### Work required
Update everything from the start of the records down to the line containing "positive clicks: (873, 521)", swapping "pixel-accurate" for "precise" and leaving the rest unchanged.

### Material for the task ###

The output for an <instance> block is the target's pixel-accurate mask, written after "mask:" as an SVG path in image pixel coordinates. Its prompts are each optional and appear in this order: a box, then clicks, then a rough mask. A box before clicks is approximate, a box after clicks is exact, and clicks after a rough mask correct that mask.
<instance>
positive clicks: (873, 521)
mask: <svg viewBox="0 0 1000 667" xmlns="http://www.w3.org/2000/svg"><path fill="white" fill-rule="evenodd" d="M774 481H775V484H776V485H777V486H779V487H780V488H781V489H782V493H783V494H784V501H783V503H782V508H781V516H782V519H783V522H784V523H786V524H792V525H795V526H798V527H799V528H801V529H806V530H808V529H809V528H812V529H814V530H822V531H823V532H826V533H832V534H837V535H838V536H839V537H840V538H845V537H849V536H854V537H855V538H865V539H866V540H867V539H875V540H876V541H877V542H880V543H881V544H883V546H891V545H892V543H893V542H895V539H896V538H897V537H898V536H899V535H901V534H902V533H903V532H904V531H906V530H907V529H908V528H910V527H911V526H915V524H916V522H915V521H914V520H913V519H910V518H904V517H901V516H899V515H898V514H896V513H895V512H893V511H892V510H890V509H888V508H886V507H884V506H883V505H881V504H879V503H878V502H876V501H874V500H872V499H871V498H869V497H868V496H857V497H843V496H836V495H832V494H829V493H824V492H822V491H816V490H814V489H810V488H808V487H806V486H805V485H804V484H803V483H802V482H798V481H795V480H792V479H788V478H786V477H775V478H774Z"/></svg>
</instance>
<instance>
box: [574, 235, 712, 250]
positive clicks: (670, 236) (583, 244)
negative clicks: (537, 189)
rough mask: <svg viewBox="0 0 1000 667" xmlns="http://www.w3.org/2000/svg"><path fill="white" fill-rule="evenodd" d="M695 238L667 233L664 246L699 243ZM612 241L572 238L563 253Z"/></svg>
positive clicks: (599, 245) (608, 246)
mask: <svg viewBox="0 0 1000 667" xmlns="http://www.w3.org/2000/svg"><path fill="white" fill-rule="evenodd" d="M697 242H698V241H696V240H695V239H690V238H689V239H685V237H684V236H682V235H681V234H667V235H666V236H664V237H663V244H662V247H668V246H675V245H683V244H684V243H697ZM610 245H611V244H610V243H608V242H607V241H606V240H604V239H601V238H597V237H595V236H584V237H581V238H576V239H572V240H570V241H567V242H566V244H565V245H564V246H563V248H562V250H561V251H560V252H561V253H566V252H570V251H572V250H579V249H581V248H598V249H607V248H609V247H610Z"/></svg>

###

### Solution to the exercise
The output for an <instance> block is the target's precise mask, written after "mask:" as an SVG path in image pixel coordinates. Its prompts are each optional and appear in this order: a box, then clicks, then a rough mask. A box before clicks is approximate, a box after clicks is exact, and clicks after a rough mask correct that mask.
<instance>
positive clicks: (873, 521)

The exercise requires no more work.